→ **Excerpt**:
....

What I am just bringing to light here is that plunder can be and is, indeed, a heinous crime especially if committed by high-profile public officials.

Death penalty becomes even more warranted when public officials sworn to serve and protect the Filipinos are the ones making the lives of the poor people more wretched and miserable.

As if we have not heard of the greatest plunderer of all, the dictator Marcos, and how ravaged the country was after he was booted out.

Fresh in our minds is the alleged despicable participation in the pork barrel scam by former senators Juan Ponce Enrile, Ramon “Bong” Revilla and Jose “Jinggoy” Estrada. While Enrile was allowed bail for humanitarian considerations, both Revilla and Estrada are still in detention.

I don’t even agree that a certain amount of money has to be willfully stolen first, like P50-million, before one is charged with plunder. Hell, any inconceivable amount will do for it is not really about the amount of money plundered by an elected or appointed government official, or by someone from the private sector, that matters most, but rather it is the scandalous, disgraceful and dishonest way of enriching yourself at the expense of the earnest respect, belief, trust and confidence of the people that have placed you in your position of influence and power that you deserve to be hanged.

I could not agree more, therefore, with Sen. Panfilo Lacson when he said: “A plunderer kills more people than a murderer. A murderer kills one person while with a plunderer, many people die of hunger because of the plunder.”

Or it can also be said that a murderer destroys a life or two, but a plunderer commits a heinous crime that could destroy a family and possibly the future of a  generation to come.

....

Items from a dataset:
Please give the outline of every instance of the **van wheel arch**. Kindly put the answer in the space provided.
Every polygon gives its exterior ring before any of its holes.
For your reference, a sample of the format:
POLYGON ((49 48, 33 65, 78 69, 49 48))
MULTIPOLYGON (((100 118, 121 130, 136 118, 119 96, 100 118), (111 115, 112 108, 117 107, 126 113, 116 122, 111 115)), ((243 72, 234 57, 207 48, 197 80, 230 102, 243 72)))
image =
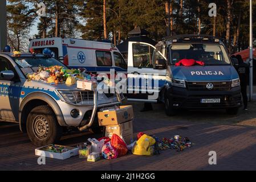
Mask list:
POLYGON ((48 104, 46 102, 40 100, 32 100, 26 104, 21 110, 20 129, 22 132, 27 133, 27 119, 30 111, 37 106, 47 105, 48 105, 48 104))
POLYGON ((19 123, 21 131, 24 133, 27 131, 26 121, 30 111, 33 108, 41 105, 50 106, 55 113, 59 125, 62 126, 68 126, 65 122, 62 112, 55 100, 46 94, 33 93, 25 97, 20 105, 19 123))

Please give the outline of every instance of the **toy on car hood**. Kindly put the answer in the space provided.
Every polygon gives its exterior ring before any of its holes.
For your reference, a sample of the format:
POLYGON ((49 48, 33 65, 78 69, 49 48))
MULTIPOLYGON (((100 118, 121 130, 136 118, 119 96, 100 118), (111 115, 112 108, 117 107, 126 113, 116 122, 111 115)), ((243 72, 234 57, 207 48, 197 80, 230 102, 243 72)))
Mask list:
POLYGON ((205 63, 203 61, 196 61, 194 59, 184 59, 176 63, 175 65, 176 67, 180 67, 182 65, 185 67, 192 67, 197 64, 204 66, 205 65, 205 63))

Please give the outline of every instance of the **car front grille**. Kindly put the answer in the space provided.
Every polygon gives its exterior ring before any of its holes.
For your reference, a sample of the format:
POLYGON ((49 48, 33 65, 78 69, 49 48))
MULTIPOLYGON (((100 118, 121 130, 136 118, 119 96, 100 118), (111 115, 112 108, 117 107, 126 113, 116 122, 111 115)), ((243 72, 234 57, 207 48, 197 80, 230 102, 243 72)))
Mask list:
POLYGON ((231 89, 231 81, 218 82, 186 82, 186 88, 189 91, 229 91, 231 89), (211 83, 213 85, 212 89, 207 88, 207 84, 211 83))

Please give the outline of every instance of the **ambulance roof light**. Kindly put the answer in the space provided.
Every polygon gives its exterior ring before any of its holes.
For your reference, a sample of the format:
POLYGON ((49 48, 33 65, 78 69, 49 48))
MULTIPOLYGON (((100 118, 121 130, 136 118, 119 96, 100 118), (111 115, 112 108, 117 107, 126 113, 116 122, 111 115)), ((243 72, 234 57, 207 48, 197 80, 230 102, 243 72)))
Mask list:
POLYGON ((173 39, 173 40, 172 40, 172 43, 176 43, 177 41, 178 40, 177 39, 173 39))
POLYGON ((70 39, 70 43, 71 43, 71 44, 75 44, 75 43, 76 43, 76 41, 75 41, 75 40, 70 39))
POLYGON ((115 46, 114 44, 111 43, 111 48, 115 48, 116 47, 116 46, 115 46))
POLYGON ((5 47, 5 49, 3 49, 3 52, 11 52, 11 47, 9 46, 6 46, 5 47))

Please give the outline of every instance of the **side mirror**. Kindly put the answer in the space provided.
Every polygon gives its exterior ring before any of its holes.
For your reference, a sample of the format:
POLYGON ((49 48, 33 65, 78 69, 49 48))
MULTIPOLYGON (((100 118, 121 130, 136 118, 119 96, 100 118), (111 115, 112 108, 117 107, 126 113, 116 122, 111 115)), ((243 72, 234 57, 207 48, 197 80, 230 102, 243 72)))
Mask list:
POLYGON ((166 61, 164 59, 159 59, 156 60, 156 69, 164 69, 166 68, 166 61))
POLYGON ((237 66, 239 65, 238 60, 237 59, 236 59, 235 57, 232 57, 231 60, 232 63, 234 64, 234 65, 237 66))
POLYGON ((0 72, 0 78, 11 81, 14 78, 14 73, 12 71, 3 71, 0 72))

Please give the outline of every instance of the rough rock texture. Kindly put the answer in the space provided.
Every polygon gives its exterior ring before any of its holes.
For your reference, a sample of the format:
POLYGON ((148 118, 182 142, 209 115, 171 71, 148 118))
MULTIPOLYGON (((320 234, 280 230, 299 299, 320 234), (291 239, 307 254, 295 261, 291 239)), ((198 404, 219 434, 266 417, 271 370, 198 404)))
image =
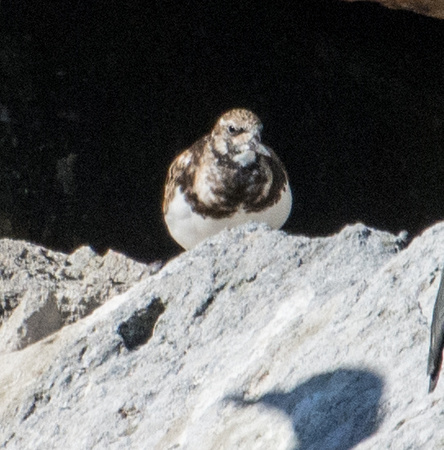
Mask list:
POLYGON ((81 247, 65 255, 0 240, 0 352, 24 348, 85 317, 159 267, 113 251, 102 257, 81 247))
POLYGON ((0 355, 0 448, 442 448, 444 223, 404 247, 360 224, 223 232, 0 355))
MULTIPOLYGON (((369 0, 345 0, 346 2, 369 1, 369 0)), ((406 9, 417 14, 444 19, 443 0, 370 0, 381 3, 381 5, 392 9, 406 9)))

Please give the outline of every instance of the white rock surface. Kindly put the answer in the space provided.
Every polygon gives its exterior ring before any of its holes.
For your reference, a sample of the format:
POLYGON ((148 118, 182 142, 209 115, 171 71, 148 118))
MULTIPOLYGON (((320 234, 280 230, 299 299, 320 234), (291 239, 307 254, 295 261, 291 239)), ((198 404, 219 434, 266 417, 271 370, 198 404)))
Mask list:
POLYGON ((0 448, 443 448, 444 224, 402 245, 360 224, 222 232, 0 355, 0 448))

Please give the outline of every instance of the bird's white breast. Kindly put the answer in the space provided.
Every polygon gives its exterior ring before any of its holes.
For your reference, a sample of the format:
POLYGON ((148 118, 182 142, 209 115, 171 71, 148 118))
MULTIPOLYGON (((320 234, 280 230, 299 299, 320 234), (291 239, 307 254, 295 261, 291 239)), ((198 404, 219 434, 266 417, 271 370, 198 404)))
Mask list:
POLYGON ((165 222, 171 236, 188 250, 224 228, 232 228, 249 221, 264 222, 274 229, 279 229, 290 214, 291 204, 292 195, 287 183, 281 198, 274 205, 256 212, 246 212, 240 207, 230 217, 215 219, 194 212, 181 189, 177 187, 168 205, 165 222))

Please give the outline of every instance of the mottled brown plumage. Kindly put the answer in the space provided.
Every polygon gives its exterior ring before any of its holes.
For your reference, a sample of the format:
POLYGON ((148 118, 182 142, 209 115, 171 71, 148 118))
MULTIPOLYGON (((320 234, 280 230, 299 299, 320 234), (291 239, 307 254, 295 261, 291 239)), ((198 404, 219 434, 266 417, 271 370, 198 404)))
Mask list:
MULTIPOLYGON (((280 203, 283 195, 290 195, 290 201, 283 203, 289 213, 291 193, 286 171, 273 150, 260 142, 261 131, 262 124, 255 114, 234 109, 219 118, 210 134, 176 157, 168 171, 163 202, 170 232, 173 222, 173 227, 178 228, 179 220, 187 220, 179 219, 177 214, 174 217, 170 211, 178 197, 183 197, 191 212, 203 219, 227 219, 242 212, 246 217, 243 221, 248 221, 249 214, 258 220, 259 213, 280 203)), ((182 206, 177 208, 182 211, 182 206)), ((271 221, 271 226, 282 225, 280 220, 271 221)), ((174 232, 172 235, 176 239, 174 232)))

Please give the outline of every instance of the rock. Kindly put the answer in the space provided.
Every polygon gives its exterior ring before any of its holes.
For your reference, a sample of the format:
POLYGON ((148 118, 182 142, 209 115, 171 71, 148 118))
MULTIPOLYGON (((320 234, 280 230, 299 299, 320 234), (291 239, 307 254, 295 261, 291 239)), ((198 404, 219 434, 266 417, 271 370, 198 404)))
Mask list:
MULTIPOLYGON (((345 0, 347 2, 369 0, 345 0)), ((405 9, 417 14, 444 19, 443 0, 370 0, 391 9, 405 9)))
POLYGON ((442 448, 427 348, 444 223, 405 244, 361 224, 214 236, 1 354, 0 448, 442 448))
POLYGON ((71 255, 0 240, 0 353, 32 344, 87 316, 160 268, 89 247, 71 255))

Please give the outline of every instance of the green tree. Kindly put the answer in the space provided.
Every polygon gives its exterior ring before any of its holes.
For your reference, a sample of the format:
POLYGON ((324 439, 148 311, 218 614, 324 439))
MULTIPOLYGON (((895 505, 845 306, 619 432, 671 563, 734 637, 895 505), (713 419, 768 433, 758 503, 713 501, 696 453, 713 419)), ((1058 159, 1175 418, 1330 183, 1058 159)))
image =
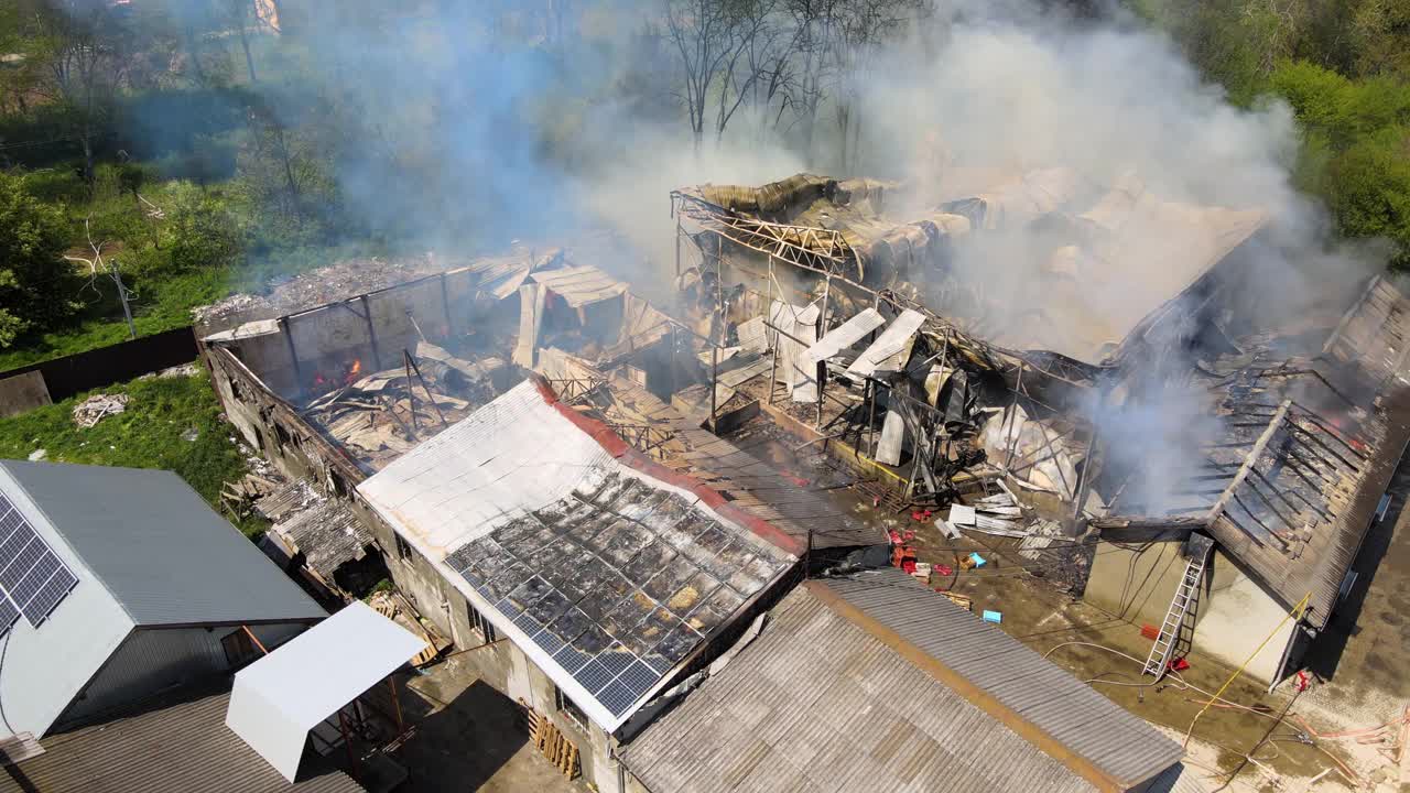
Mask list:
POLYGON ((1328 203, 1342 233, 1386 237, 1399 248, 1392 265, 1410 267, 1410 128, 1365 135, 1328 169, 1328 203))
POLYGON ((190 182, 172 185, 168 196, 172 265, 179 270, 216 267, 240 255, 240 229, 223 203, 190 182))
POLYGON ((0 172, 0 347, 79 309, 78 278, 63 261, 68 237, 62 212, 35 199, 23 176, 0 172))

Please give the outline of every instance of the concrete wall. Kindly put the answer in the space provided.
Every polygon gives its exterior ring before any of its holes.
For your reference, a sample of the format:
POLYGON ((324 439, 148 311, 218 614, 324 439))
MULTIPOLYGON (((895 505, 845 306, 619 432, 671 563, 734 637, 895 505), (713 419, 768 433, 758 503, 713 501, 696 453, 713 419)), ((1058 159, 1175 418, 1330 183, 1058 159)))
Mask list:
MULTIPOLYGON (((1127 622, 1159 626, 1184 576, 1180 542, 1097 545, 1083 600, 1127 622)), ((1215 550, 1206 569, 1196 612, 1194 650, 1238 667, 1287 614, 1234 560, 1215 550)), ((1293 622, 1289 621, 1249 663, 1245 674, 1272 683, 1293 622)))
MULTIPOLYGON (((307 628, 306 622, 285 622, 250 629, 259 643, 274 650, 307 628)), ((55 730, 100 718, 173 686, 230 674, 233 667, 221 639, 235 631, 238 625, 133 631, 55 721, 55 730)))

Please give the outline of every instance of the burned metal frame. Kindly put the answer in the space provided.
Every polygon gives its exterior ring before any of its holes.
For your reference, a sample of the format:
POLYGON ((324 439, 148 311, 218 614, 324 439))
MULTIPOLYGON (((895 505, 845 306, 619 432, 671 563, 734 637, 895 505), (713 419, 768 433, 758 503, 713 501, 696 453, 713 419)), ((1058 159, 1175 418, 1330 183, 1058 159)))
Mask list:
MULTIPOLYGON (((812 226, 771 223, 716 206, 699 196, 671 190, 671 217, 685 216, 721 237, 783 261, 845 275, 854 268, 862 277, 862 257, 847 244, 840 231, 812 226)), ((677 240, 680 222, 677 220, 677 240)), ((677 257, 678 260, 678 257, 677 257)), ((677 265, 677 272, 680 267, 677 265)))

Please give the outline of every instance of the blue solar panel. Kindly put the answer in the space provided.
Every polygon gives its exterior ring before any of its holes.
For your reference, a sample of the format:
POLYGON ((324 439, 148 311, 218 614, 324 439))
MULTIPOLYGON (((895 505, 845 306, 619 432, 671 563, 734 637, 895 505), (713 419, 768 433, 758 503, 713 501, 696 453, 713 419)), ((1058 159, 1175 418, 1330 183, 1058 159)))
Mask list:
POLYGON ((558 650, 557 653, 554 653, 553 660, 558 662, 558 666, 567 670, 568 674, 572 674, 574 672, 588 665, 588 656, 572 649, 572 645, 568 645, 561 650, 558 650))
POLYGON ((54 614, 54 610, 73 591, 78 583, 78 576, 69 573, 66 569, 61 569, 34 594, 30 603, 24 604, 24 618, 38 628, 39 622, 44 622, 54 614))
POLYGON ((632 703, 642 698, 646 691, 637 691, 623 683, 622 680, 613 680, 606 689, 598 693, 598 701, 602 707, 612 711, 612 715, 622 715, 632 707, 632 703))
POLYGON ((30 600, 34 593, 21 590, 20 583, 35 564, 44 562, 45 555, 49 555, 49 547, 37 535, 31 535, 30 542, 21 546, 14 556, 6 557, 8 562, 0 559, 0 563, 4 563, 4 567, 0 569, 0 587, 10 593, 11 600, 16 603, 30 600))
POLYGON ((0 515, 0 629, 14 626, 20 614, 34 625, 48 619, 79 580, 8 500, 0 515))
POLYGON ((0 598, 0 636, 3 636, 20 619, 20 610, 6 598, 0 598))
POLYGON ((612 679, 616 677, 608 667, 602 663, 594 660, 592 663, 580 669, 572 679, 582 683, 582 687, 588 690, 589 694, 596 694, 601 691, 612 679))

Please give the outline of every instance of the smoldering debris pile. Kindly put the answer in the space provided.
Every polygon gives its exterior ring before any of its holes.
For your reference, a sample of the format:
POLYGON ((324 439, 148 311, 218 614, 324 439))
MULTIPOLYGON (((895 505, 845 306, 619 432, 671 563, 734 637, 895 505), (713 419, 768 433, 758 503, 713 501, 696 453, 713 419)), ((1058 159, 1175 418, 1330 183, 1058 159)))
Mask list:
POLYGON ((254 319, 269 319, 307 306, 344 301, 450 270, 458 264, 462 262, 431 254, 396 260, 350 258, 278 282, 262 295, 230 295, 209 306, 192 309, 192 319, 204 333, 213 333, 254 319))
POLYGON ((502 358, 465 361, 422 341, 400 367, 323 394, 305 415, 379 468, 492 401, 499 394, 496 378, 506 374, 502 358))

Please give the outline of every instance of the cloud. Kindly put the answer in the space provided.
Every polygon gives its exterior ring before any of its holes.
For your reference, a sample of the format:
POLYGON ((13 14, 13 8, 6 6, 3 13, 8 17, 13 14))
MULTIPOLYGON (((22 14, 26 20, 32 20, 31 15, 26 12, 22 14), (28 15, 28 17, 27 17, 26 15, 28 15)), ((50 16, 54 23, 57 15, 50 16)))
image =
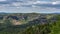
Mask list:
POLYGON ((0 0, 0 11, 44 12, 59 10, 60 1, 57 0, 0 0))

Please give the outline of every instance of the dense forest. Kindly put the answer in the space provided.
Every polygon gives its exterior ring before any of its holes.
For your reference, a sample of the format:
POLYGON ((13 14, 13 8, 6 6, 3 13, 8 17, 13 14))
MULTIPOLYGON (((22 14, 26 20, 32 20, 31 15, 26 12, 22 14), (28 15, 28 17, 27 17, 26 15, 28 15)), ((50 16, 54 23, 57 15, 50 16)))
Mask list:
POLYGON ((0 34, 60 34, 60 15, 0 14, 0 34))

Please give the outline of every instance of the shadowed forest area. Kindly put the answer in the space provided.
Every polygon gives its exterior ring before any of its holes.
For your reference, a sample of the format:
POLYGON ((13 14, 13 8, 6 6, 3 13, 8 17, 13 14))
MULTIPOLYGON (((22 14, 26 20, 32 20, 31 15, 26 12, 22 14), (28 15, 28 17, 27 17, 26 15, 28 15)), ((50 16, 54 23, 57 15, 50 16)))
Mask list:
POLYGON ((0 34, 60 34, 60 15, 0 14, 0 34))

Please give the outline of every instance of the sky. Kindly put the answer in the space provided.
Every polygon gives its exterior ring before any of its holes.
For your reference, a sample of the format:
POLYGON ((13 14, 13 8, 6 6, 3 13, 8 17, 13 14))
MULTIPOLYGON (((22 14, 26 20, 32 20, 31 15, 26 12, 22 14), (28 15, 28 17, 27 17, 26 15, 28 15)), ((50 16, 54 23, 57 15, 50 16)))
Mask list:
POLYGON ((60 0, 0 0, 0 12, 59 13, 60 0))

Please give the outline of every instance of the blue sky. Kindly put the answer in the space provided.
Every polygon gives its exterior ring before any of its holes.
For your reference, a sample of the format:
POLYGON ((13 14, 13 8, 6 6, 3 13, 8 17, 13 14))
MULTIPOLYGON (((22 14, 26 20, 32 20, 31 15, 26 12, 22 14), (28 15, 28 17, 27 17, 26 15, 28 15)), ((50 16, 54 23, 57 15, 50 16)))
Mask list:
POLYGON ((55 13, 60 12, 60 0, 0 0, 0 12, 55 13))

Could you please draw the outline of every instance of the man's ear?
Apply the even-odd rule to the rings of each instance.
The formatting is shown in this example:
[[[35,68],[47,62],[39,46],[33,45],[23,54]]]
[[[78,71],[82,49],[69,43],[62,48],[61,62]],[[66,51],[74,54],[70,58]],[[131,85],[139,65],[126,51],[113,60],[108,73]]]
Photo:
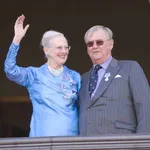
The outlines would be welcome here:
[[[113,49],[113,47],[114,47],[114,40],[112,39],[110,42],[110,48]]]

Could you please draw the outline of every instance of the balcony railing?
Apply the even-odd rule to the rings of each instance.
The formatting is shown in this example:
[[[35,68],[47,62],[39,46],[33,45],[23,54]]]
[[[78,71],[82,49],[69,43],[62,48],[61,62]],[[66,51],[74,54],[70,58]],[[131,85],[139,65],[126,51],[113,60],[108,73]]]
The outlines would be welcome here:
[[[2,138],[0,150],[150,150],[150,135]]]

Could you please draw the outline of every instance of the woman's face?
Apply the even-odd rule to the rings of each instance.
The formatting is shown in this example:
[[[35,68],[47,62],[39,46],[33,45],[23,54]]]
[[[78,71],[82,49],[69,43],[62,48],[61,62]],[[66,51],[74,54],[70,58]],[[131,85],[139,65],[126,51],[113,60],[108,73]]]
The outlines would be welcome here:
[[[53,65],[63,65],[69,54],[67,40],[62,36],[57,36],[50,41],[50,48],[45,49],[48,61]]]

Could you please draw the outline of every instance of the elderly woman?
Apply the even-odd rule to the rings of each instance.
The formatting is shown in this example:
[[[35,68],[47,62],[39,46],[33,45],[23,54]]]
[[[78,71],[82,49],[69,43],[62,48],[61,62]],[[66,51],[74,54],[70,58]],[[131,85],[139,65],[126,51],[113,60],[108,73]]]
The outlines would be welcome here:
[[[78,134],[78,91],[80,74],[68,69],[70,46],[62,33],[47,31],[41,44],[47,63],[41,67],[19,67],[16,56],[29,25],[23,28],[25,16],[18,17],[14,38],[5,60],[6,76],[25,86],[33,106],[30,137],[75,136]]]

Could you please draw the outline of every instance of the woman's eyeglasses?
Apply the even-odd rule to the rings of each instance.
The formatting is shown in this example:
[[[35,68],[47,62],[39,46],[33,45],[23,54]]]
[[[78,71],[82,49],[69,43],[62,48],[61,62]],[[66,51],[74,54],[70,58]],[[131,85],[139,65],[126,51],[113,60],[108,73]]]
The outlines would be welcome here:
[[[66,51],[69,51],[71,49],[71,46],[58,46],[55,47],[58,51],[62,51],[63,49],[65,49]]]
[[[108,41],[108,40],[106,40],[106,41]],[[93,47],[94,42],[96,43],[97,46],[102,46],[105,41],[103,41],[103,40],[89,41],[86,43],[87,47]]]

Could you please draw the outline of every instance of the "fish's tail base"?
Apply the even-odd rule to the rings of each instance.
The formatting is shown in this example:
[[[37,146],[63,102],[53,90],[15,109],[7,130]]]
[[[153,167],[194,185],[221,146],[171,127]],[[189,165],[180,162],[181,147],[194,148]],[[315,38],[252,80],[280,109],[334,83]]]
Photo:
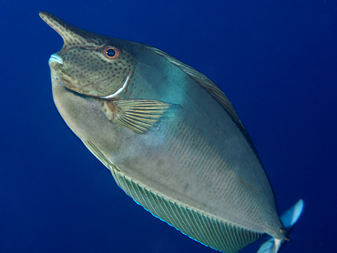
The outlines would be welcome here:
[[[303,200],[300,199],[294,206],[281,215],[281,220],[283,223],[284,228],[287,228],[288,232],[301,217],[301,214],[303,211]],[[289,239],[287,238],[271,238],[260,247],[258,253],[277,253],[282,243],[286,240]]]

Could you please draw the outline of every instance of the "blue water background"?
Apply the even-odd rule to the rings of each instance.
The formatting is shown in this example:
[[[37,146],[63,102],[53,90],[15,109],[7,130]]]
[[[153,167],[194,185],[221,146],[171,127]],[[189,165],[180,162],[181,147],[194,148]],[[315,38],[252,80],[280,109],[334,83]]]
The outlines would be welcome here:
[[[305,201],[281,252],[336,250],[335,0],[1,0],[1,253],[215,252],[136,205],[66,126],[47,65],[63,42],[40,10],[211,78],[250,134],[280,212]]]

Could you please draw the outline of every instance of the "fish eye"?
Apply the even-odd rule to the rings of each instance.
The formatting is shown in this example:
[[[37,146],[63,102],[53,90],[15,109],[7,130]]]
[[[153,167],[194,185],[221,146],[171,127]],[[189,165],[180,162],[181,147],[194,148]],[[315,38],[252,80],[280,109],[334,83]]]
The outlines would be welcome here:
[[[107,46],[103,50],[104,56],[109,59],[117,59],[119,57],[120,50],[115,46]]]

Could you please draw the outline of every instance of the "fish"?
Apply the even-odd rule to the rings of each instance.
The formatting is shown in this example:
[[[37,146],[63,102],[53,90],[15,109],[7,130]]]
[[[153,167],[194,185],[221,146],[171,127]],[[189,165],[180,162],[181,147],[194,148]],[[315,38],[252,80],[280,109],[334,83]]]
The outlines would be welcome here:
[[[258,252],[279,250],[303,201],[279,216],[251,138],[215,83],[151,46],[39,15],[64,40],[48,61],[56,106],[127,195],[216,250],[265,234]]]

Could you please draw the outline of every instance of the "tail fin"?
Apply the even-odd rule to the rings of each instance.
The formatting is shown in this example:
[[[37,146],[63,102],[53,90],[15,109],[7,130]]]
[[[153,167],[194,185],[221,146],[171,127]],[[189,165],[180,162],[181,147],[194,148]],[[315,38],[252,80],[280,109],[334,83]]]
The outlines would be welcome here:
[[[281,215],[281,220],[286,228],[291,228],[299,219],[303,210],[303,200],[300,199],[294,206]],[[284,239],[271,238],[260,247],[258,253],[277,253]]]

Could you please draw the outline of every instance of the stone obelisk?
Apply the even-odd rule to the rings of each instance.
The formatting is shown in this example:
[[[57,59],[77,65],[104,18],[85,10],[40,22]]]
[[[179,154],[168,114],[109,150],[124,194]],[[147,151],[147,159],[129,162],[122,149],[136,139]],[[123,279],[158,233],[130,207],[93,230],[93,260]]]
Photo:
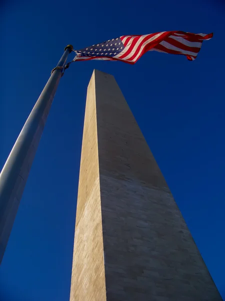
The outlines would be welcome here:
[[[88,89],[70,301],[221,301],[113,76]]]

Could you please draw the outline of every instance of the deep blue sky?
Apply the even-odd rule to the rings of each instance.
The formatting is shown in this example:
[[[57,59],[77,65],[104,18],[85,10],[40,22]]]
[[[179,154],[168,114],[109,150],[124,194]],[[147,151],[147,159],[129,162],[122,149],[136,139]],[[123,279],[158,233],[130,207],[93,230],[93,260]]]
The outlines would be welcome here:
[[[69,300],[86,94],[94,68],[114,76],[225,298],[224,2],[5,0],[1,6],[0,169],[67,44],[80,49],[168,30],[214,37],[194,62],[150,52],[133,66],[80,62],[66,70],[0,268],[0,300]]]

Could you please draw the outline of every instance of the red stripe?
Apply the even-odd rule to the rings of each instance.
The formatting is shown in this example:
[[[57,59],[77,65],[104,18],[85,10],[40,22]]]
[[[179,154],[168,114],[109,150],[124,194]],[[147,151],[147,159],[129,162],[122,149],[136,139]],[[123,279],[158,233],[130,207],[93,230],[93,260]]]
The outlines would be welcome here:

....

→ **Exercise tasks**:
**1)** Answer these questions from the opinion piece on plunder:
(a) Which former senator was allowed bail, and on what grounds?
(b) What sum does the writer give as an example of an amount some think must be stolen before a plunder charge?
(c) In the quote from Sen. Panfilo Lacson, what do many people die of because of plunder?
**2)** Does each statement agree with the opinion piece on plunder? Answer yes or no, and quote the words that decide it.
(a) Revilla and Estrada remain in detention.
(b) The writer agrees that a set amount of money must be stolen before someone is charged with plunder.
(c) The writer calls Marcos the greatest plunderer of all.
**3)** Translate this sentence from the opinion piece on plunder into Spanish: "Death penalty becomes even more warranted when public officials sworn to serve and protect the Filipinos are the ones making the lives of the poor people more wretched and miserable."
These entries were drawn from a separate source.

→ **Answer list**:
**1)**
(a) Juan Ponce Enrile, for humanitarian considerations.
(b) P50-million.
(c) Hunger.

**2)**
(a) Yes: "both Revilla and Estrada are still in detention."
(b) No: "I don’t even agree that a certain amount of money has to be willfully stolen first"
(c) Yes: "the greatest plunderer of all, the dictator Marcos"

**3)** La pena de muerte se vuelve aún más justificada cuando los funcionarios públicos que juraron servir y proteger a los filipinos son quienes hacen la vida de los pobres más desdichada y miserable.